● Assignment:
Scan the records for the word "house". Copy each line that includes it.

● Source data:
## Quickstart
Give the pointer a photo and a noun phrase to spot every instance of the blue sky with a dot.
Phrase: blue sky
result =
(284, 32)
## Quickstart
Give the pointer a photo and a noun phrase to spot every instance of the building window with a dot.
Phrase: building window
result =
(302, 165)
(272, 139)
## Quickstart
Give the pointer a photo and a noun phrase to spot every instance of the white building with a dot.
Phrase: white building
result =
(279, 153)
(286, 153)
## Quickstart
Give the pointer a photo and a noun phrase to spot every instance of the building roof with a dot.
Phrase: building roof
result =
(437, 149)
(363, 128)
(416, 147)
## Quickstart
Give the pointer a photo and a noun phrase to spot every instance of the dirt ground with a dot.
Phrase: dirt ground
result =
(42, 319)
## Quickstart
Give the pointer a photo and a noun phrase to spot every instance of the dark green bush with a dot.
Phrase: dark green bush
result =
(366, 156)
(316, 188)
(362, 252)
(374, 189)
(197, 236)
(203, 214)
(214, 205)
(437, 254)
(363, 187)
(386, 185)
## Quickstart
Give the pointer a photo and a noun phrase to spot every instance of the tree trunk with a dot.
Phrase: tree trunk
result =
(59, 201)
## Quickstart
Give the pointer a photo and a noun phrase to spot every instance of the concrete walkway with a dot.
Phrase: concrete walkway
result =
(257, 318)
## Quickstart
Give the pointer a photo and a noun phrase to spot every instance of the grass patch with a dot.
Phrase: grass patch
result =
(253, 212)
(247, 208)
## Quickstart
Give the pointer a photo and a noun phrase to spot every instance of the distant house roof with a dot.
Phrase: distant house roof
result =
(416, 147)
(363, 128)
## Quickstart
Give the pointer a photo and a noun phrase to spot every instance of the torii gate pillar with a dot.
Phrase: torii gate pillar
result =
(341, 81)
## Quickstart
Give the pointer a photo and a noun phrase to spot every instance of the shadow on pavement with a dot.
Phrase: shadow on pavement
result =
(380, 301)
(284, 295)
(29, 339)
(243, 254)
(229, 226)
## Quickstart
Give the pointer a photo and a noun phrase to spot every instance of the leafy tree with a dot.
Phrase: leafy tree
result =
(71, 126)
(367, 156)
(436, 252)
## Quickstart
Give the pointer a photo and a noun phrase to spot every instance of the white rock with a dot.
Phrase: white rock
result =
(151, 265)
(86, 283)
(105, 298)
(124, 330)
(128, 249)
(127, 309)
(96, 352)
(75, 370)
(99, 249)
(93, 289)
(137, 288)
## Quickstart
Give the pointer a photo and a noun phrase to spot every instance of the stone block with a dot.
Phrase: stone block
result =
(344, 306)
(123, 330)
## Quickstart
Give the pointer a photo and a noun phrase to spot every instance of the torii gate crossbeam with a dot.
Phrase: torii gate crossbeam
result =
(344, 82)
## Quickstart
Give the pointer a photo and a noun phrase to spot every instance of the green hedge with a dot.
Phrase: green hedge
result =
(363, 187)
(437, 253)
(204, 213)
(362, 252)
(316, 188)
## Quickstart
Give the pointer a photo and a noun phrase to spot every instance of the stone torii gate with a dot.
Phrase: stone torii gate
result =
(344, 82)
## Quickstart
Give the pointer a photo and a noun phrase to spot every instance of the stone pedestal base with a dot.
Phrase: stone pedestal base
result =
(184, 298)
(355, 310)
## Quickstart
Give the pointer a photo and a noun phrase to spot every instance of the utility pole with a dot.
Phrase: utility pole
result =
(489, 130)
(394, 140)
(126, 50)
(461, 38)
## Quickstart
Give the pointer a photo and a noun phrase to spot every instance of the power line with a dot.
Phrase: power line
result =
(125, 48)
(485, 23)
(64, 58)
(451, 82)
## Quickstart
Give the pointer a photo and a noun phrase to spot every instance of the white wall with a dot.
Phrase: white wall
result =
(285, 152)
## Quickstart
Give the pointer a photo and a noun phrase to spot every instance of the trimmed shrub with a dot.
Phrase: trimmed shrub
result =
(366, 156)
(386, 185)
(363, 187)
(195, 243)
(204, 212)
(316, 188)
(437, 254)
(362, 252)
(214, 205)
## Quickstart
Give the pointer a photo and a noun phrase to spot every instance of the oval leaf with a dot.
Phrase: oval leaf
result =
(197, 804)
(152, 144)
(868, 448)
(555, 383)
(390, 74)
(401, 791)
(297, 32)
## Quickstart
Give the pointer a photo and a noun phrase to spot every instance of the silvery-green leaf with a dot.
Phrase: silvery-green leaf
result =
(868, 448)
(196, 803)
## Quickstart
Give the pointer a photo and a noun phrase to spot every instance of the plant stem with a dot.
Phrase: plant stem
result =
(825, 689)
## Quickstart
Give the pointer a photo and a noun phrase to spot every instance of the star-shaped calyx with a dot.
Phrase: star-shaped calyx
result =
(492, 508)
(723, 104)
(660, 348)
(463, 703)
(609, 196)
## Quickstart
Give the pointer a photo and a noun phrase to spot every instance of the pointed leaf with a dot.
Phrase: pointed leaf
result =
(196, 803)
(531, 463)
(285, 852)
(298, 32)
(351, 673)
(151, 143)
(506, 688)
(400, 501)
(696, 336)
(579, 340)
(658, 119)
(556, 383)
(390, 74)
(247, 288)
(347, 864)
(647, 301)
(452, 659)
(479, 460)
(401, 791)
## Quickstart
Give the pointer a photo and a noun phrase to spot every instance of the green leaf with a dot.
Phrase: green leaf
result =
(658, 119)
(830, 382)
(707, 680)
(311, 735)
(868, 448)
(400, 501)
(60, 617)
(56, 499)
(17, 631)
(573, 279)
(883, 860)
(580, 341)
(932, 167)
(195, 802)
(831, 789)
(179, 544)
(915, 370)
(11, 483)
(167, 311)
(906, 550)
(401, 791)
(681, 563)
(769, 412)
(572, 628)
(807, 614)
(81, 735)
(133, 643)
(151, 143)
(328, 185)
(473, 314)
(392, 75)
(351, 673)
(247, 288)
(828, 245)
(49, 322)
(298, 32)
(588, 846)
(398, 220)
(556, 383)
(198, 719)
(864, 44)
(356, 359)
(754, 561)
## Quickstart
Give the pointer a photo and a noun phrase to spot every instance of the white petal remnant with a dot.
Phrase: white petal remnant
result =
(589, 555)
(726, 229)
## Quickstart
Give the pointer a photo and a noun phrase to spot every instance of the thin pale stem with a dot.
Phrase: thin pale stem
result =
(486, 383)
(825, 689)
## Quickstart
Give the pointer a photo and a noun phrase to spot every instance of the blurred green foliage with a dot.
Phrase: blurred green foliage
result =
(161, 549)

==

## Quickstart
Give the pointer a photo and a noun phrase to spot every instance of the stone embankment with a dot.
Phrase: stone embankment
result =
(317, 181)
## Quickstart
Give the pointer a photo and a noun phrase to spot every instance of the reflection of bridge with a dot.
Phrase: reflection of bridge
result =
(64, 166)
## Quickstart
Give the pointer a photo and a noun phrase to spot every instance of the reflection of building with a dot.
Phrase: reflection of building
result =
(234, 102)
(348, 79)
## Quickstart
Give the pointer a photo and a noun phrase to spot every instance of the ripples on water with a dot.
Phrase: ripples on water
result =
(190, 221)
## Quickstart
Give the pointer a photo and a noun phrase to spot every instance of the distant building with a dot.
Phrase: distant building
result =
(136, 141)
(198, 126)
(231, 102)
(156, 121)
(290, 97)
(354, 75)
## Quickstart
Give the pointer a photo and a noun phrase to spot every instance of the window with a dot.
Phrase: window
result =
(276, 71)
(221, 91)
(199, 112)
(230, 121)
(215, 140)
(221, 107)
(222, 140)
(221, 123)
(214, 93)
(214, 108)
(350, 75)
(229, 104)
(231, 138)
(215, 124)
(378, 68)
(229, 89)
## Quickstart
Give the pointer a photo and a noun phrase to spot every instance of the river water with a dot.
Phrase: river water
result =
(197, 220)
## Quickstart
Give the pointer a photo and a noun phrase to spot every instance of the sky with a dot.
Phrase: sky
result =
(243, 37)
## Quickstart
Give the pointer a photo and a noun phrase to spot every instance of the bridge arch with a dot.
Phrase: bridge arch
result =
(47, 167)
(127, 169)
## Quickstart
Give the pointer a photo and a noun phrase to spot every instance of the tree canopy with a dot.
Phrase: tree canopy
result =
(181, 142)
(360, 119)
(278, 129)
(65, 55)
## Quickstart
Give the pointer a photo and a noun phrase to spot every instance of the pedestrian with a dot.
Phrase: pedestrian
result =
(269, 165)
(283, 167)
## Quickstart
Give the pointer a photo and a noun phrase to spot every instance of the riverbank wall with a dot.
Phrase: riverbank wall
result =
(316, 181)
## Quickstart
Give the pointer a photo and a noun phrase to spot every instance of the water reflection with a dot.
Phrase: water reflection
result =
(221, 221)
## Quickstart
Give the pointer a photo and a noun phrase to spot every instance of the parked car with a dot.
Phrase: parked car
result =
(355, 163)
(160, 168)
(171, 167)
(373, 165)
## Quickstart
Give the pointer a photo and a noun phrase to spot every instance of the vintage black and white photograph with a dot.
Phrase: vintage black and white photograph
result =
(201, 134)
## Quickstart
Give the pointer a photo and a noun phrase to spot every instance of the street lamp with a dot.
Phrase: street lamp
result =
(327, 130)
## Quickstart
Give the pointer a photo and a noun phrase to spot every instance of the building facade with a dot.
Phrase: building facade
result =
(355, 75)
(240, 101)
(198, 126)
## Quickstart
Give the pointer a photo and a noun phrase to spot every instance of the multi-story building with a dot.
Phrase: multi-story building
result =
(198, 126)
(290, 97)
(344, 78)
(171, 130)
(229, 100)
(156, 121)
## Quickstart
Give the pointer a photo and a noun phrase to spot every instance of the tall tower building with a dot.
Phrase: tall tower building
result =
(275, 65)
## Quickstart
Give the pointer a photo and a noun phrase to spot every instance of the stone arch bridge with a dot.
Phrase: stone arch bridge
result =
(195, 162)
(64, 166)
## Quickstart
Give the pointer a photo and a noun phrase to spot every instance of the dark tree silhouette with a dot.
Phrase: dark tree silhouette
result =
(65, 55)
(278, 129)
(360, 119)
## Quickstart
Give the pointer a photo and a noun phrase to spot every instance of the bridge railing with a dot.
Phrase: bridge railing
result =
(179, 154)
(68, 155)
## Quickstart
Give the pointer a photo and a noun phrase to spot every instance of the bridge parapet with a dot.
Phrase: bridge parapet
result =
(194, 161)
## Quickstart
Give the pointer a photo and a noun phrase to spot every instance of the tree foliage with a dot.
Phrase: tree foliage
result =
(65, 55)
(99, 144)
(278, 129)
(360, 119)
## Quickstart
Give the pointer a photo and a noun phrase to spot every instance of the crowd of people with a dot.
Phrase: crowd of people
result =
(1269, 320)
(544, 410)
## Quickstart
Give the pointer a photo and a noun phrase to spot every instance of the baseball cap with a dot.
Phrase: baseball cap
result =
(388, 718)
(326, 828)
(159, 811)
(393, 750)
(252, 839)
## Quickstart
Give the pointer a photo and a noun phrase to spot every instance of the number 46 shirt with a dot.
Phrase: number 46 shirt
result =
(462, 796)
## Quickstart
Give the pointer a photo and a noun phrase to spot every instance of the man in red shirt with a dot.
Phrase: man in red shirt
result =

● Reply:
Give the pointer a photo and a noun phrase to spot every instance of the distant house roof with a dot.
Phrase: distant house roof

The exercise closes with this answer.